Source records
* * * * *
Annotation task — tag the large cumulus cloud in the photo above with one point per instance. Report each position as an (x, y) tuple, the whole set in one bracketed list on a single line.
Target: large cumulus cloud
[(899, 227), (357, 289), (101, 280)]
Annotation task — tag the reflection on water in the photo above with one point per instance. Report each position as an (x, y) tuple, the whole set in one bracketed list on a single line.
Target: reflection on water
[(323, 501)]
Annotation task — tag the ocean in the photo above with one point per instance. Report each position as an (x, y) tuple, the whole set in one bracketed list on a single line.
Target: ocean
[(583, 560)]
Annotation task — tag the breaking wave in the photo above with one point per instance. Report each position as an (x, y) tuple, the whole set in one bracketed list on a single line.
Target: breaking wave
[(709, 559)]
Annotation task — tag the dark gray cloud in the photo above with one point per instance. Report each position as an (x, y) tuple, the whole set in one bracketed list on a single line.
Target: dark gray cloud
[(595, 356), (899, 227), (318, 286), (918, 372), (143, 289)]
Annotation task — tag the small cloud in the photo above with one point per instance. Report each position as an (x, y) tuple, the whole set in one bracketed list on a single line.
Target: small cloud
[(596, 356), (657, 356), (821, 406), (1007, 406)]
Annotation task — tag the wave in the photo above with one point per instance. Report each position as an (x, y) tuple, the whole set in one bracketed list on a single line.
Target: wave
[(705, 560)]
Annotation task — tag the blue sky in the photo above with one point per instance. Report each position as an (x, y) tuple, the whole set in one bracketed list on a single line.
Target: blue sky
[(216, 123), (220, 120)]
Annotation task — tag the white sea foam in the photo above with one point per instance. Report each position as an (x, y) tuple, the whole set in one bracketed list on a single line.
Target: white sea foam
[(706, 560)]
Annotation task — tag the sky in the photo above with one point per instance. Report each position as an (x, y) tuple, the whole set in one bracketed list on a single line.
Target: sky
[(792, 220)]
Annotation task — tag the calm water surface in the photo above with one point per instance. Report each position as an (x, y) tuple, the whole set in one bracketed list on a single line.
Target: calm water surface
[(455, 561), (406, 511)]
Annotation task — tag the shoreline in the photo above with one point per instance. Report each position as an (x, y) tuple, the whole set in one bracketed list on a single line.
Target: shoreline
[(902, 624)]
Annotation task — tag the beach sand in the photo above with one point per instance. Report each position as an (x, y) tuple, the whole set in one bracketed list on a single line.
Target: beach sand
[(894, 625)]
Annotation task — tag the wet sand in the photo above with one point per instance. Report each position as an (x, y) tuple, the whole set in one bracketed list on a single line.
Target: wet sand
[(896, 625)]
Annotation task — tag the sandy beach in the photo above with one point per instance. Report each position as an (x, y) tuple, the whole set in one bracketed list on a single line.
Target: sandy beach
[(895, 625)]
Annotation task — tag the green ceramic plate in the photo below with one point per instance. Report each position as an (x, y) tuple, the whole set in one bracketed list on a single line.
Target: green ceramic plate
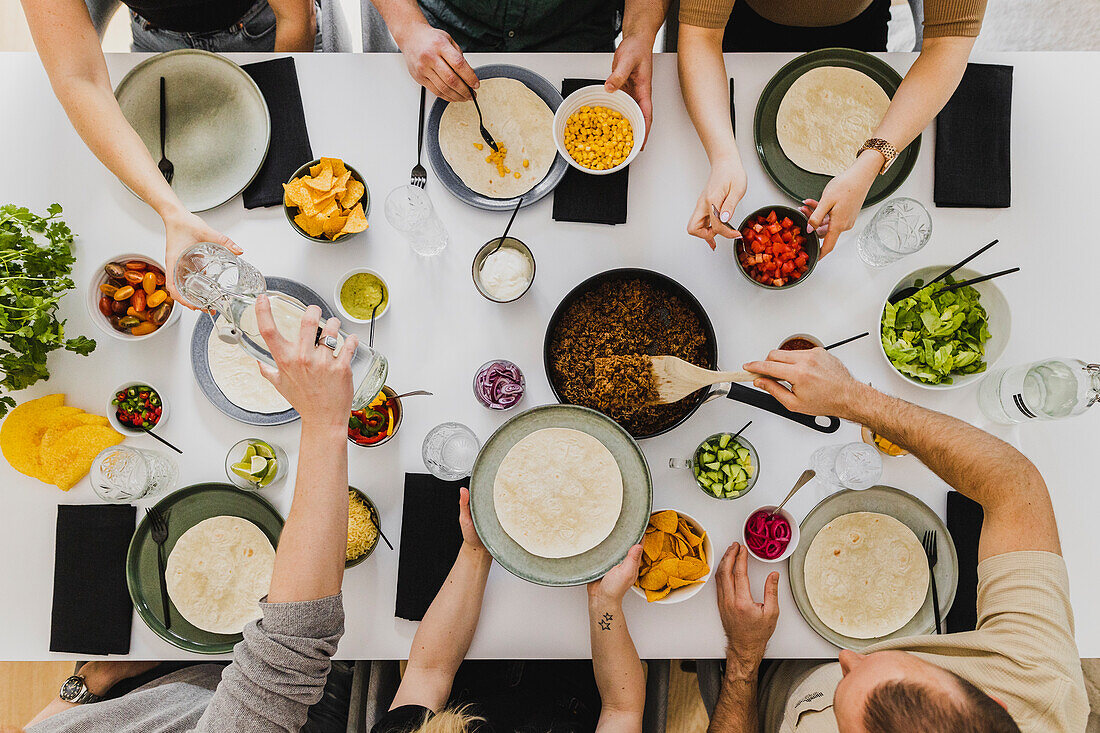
[(910, 511), (795, 182), (637, 496), (184, 510)]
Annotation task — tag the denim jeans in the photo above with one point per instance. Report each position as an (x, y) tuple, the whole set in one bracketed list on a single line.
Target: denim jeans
* * * * *
* Task details *
Looking at the entries above, count each line that includes the string "denim" and give only the total.

* Answer section *
2